### [Verilen görev 1]
"For the trial run, indicate each instance of the scaly" ifadesini içeren satırdan kayıtların sonuna kadar olan kısmı, her "mushroom cap" yerine "mushroom top" koyarak yeniden yazar mısın? Bunun dışında hiçbir şeyi değiştirme.

### [Verilen metin]
= = = = =

21 Ocak 2010 Perşembe

[Dostluk Girdabi] - Mevlâna - 8 -

 

“Şanı ve kudreti pek yüce olan Allah, gizli bir hazine idi. Güzelliğinden, büyüklüğünden, hadsiz hesapsız dolgunluğundan ötürü gayb perdesini yırttı. Ve kara topraktan ibâret olan şu dünyayı sayısız varlıklarla, güzelliklerle, hesapsız nimetlerle doldurdu da göklerden daha parlak bir hale getirdi.”

“Gerçekten de Allah gizli bir hazine iken bilinmek istedi. Güzelliklerle dopdolu olduğundan coşup taştı ve toprağı atlaslar giyinmiş bir sultan gibi süsledi, donattı.” (S.170)

“Ey yeri, yurdu tuzlu su çeşmesinin başı olan kişi, sen Ceyhun’u, Şatt’ı Fırat’ı ne bilirsin? Ey bu fânî dünyadan ve onun zevklerinden kurtulamayan zavallı, sen yokluğu mânâ sarhoşluğunu, rûh neşesini ne bilirsin?” (S.173)

= = = = =

### [Alıştırma girdisi]
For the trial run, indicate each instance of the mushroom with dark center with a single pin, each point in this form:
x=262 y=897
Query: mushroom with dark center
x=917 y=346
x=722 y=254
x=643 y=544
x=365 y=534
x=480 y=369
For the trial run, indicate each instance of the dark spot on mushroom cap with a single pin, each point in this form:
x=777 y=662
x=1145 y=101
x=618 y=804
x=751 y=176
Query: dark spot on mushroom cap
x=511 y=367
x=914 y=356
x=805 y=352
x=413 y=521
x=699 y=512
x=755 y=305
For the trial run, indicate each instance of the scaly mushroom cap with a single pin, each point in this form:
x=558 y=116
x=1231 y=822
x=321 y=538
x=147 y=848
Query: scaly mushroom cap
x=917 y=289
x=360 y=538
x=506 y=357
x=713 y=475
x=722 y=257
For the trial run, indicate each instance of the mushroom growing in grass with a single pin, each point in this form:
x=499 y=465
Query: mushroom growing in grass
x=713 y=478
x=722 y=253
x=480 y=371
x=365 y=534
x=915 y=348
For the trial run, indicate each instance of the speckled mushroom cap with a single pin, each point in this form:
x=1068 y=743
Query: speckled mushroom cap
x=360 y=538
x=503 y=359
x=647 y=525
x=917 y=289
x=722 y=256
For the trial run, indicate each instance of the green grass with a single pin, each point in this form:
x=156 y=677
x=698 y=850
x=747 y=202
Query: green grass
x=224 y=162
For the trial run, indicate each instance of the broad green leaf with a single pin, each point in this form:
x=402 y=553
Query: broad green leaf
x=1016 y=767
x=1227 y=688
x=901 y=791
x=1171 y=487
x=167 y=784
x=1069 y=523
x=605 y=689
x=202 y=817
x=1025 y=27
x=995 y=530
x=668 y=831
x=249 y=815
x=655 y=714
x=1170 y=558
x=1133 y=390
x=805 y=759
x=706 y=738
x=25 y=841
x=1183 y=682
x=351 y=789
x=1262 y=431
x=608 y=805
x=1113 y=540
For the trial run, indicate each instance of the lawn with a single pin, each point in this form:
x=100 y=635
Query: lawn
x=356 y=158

= = = = =

### [Verilen görev 2]
Verilen metne göre Allah, bilinmek istemeden önce neydi?

### [Doğru sonuç 1]
For the trial run, indicate each instance of the scaly mushroom top with a single pin, each point in this form:
x=558 y=116
x=1231 y=822
x=321 y=538
x=147 y=848
Query: scaly mushroom top
x=917 y=289
x=360 y=538
x=506 y=357
x=713 y=475
x=722 y=257
For the trial run, indicate each instance of the mushroom growing in grass with a single pin, each point in this form:
x=499 y=465
Query: mushroom growing in grass
x=713 y=478
x=722 y=253
x=480 y=371
x=365 y=534
x=915 y=348
For the trial run, indicate each instance of the speckled mushroom top with a single pin, each point in this form:
x=1068 y=743
Query: speckled mushroom top
x=360 y=538
x=503 y=359
x=647 y=525
x=917 y=289
x=722 y=256
For the trial run, indicate each instance of the green grass with a single pin, each point in this form:
x=156 y=677
x=698 y=850
x=747 y=202
Query: green grass
x=224 y=162
For the trial run, indicate each instance of the broad green leaf with a single pin, each point in this form:
x=402 y=553
Query: broad green leaf
x=1016 y=767
x=1227 y=688
x=901 y=791
x=1171 y=487
x=167 y=784
x=1069 y=523
x=605 y=689
x=202 y=817
x=1025 y=27
x=995 y=530
x=668 y=831
x=249 y=815
x=655 y=714
x=1170 y=558
x=1133 y=390
x=805 y=759
x=706 y=738
x=25 y=841
x=1183 y=682
x=351 y=789
x=1262 y=431
x=608 y=805
x=1113 y=540
For the trial run, indicate each instance of the lawn with a single pin, each point in this form:
x=100 y=635
Query: lawn
x=356 y=158

### [Doğru sonuç 2]
Gizli bir hazine.